→ **Aim of the task**
Copy out only those lines running from the line with "Every instance of the gray" to the end of the listing, keeping each one exactly as it is.

## START Supplied data

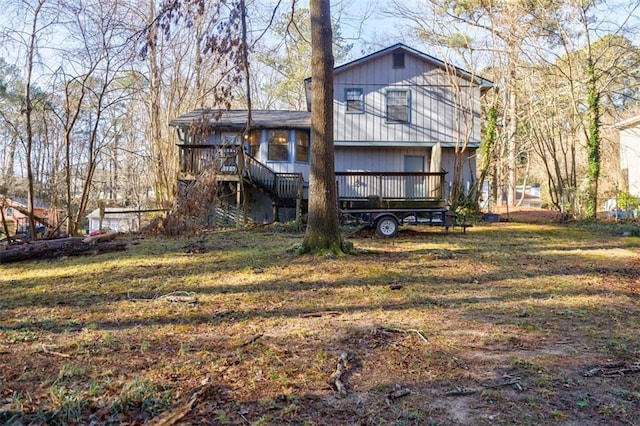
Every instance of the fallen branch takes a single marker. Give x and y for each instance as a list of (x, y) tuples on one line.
[(183, 407), (174, 296), (460, 391), (251, 340), (401, 330), (336, 377), (319, 314), (613, 369), (48, 352), (398, 393)]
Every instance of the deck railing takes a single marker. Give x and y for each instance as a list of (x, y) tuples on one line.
[(229, 160), (400, 186)]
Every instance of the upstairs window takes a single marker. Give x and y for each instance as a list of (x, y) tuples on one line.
[(278, 149), (398, 60), (398, 110), (354, 100), (302, 146)]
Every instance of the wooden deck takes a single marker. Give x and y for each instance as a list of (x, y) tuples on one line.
[(390, 190)]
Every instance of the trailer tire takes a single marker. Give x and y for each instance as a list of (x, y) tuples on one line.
[(387, 226)]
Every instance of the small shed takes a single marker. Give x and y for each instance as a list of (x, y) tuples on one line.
[(117, 219), (630, 154)]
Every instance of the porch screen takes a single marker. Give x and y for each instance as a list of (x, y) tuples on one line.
[(398, 106), (278, 145)]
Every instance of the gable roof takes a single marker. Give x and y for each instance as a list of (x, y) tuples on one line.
[(483, 83), (237, 119)]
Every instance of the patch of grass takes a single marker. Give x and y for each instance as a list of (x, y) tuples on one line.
[(430, 311)]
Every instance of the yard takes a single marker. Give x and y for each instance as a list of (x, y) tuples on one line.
[(510, 323)]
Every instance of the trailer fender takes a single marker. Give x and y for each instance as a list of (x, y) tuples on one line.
[(386, 225)]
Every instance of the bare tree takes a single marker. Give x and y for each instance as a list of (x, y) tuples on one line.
[(323, 231)]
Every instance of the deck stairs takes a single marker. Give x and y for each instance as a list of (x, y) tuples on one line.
[(284, 189)]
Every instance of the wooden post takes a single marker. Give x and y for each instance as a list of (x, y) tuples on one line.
[(299, 199), (238, 202)]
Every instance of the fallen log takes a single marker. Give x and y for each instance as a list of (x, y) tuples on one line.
[(51, 249)]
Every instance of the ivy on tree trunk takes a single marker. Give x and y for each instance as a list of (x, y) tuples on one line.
[(593, 143)]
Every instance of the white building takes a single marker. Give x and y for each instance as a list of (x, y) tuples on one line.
[(115, 219), (630, 153)]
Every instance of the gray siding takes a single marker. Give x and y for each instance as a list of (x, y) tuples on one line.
[(435, 105)]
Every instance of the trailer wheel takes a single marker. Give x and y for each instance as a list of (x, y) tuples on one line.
[(387, 226)]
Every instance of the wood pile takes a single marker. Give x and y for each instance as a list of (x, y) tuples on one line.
[(62, 247)]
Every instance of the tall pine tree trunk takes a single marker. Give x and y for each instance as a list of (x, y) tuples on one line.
[(323, 231)]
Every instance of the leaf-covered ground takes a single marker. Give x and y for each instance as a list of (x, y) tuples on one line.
[(510, 323)]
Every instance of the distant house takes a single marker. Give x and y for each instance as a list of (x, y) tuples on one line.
[(391, 108), (17, 215), (630, 154), (114, 219)]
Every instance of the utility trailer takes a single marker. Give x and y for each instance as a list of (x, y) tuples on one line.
[(387, 200)]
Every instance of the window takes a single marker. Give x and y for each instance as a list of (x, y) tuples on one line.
[(398, 60), (354, 100), (302, 146), (254, 142), (398, 106), (278, 145)]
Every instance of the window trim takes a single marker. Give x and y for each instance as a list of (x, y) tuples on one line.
[(398, 60), (288, 143), (408, 106), (308, 146), (346, 100)]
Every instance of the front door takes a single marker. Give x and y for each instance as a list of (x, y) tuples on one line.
[(414, 185)]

## END Supplied data

→ **Task output**
Every instance of the gray siding takes a single marker. Give x and y for each instance as a list of (x, y) tuples on one line.
[(435, 105)]
Every instance of the trailer wheel takes a single marker. Give x and y for each instance as a list of (x, y) tuples on one line.
[(387, 226)]
Every instance of the wood pile takes a single marker. Give x and y for each instance as a list of (x, y) tuples on one line.
[(62, 247)]
Every instance of the tall pine tree trunk takes a single marker. Give x and y for each instance as a list of (x, y) tuples on one line.
[(323, 231)]
Every instance of the leaf-covered ground takes a single marker. Give x and y for each instance as a list of (x, y) tuples on one line.
[(510, 323)]
Every instance of the distant house takes a single marker. Give x and y for each instance as a list of (x, y) tuples on one line.
[(391, 108), (17, 215), (630, 154), (114, 219)]
Every instance of the utility trailer takes a single marker. Give x and y for each instance as a list of (x, y) tuples on one line.
[(387, 200)]
Every instance of the window takes a single marker. Give x and y for each instance as a list of (x, y) tuples on one line.
[(398, 60), (354, 100), (302, 146), (254, 142), (398, 106), (278, 145)]
Every instance of the window trim takes a single marker. Give x and y for each instance as a list of (x, y) tuples on one line.
[(398, 60), (288, 143), (408, 106), (308, 146), (346, 100)]
Every instance of the front door takes a single marker. Give x and y for each instance as a list of (x, y) tuples on one line.
[(414, 185)]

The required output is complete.